Object point labels
○ ○ ○ ○ ○
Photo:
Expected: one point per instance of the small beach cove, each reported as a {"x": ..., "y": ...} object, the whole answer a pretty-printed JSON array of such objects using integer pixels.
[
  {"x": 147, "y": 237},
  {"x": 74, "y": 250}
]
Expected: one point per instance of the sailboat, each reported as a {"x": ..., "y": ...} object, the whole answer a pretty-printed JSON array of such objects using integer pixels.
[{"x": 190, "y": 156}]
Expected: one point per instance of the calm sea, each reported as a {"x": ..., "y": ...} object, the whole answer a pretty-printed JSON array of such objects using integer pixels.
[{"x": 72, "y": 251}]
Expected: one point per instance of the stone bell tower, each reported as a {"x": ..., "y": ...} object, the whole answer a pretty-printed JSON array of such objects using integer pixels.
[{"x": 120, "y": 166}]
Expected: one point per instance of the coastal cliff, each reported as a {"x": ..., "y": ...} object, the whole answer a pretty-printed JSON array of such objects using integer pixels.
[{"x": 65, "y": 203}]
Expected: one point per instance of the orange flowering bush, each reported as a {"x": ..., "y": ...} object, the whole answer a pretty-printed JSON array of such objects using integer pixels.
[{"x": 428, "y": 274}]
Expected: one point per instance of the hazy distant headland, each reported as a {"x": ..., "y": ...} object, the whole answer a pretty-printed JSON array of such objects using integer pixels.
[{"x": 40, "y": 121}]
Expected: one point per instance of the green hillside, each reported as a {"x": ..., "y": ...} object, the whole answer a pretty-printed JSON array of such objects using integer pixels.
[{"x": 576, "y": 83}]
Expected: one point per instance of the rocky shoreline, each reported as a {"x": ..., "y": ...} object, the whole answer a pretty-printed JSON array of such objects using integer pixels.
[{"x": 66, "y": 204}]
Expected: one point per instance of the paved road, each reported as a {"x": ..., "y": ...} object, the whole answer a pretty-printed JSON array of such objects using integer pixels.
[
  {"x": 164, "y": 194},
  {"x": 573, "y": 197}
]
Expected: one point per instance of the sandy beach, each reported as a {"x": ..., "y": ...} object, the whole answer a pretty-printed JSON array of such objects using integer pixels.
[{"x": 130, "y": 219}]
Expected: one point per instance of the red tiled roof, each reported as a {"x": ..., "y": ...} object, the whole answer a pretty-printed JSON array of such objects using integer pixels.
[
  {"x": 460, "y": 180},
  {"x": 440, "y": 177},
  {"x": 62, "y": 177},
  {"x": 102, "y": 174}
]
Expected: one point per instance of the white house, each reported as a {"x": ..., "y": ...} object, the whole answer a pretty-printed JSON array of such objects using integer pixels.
○ ○ ○ ○ ○
■ **Request**
Repeat exactly the lines from the line containing "Expected: one point per instance of the stone" through the last line of the records above, including both, and nothing else.

■ **Response to this task**
Expected: one point per instance of the stone bell tower, each reported as a {"x": ..., "y": ...} object, the whole answer a pretty-printed JSON array of such objects using integer pixels.
[{"x": 120, "y": 166}]
Expected: one point per instance of the coastal cliff, each reported as a {"x": ..., "y": ...} object, the whole answer a pretty-printed JSON array of such objects using integer pixels.
[{"x": 65, "y": 203}]
Expected: one point per instance of the orange flowering bush, each reported as a {"x": ..., "y": ...} object, the whole answer a pretty-printed JSON array of such objects using integer pixels.
[{"x": 428, "y": 274}]
Expected: one point per instance of the hazy distant headland, each reported as a {"x": ..., "y": ...} object, the whole answer a pretty-printed JSON array of such objects using integer pixels.
[{"x": 40, "y": 121}]
Expected: one point per instance of the green hillside, each reported as a {"x": ..., "y": ...} object, the whole answer a pretty-printed JSON array of such objects using integer pixels.
[{"x": 576, "y": 83}]
Expected: one point per instance of the rocky shoreline, each reported as a {"x": ..., "y": ...} object, the whole answer a pretty-printed JSON array of such objects using integer pixels.
[{"x": 66, "y": 204}]
Expected: one point per instance of the paved road, each reported as a {"x": ..., "y": ...} object, the whole answer a pretty-printed JSON array of such objects using integer pixels.
[
  {"x": 164, "y": 194},
  {"x": 573, "y": 197}
]
Expected: one point per instance of the sandy beach, each reported as a {"x": ..., "y": ...} object, the whole answer a pretty-printed JSON array of such objects using integer pixels.
[{"x": 130, "y": 219}]
Expected: one point per instance of the red tiled roof, each reported as a {"x": ..., "y": ...} object, the whole answer a pretty-printed JSON array of such objects using integer pixels.
[
  {"x": 460, "y": 180},
  {"x": 440, "y": 177},
  {"x": 62, "y": 177},
  {"x": 102, "y": 174}
]
Expected: one point per instance of the white house, each reported as a {"x": ..., "y": ...} object, the whole answer a pretty-printed JSON array of such objects using integer pixels.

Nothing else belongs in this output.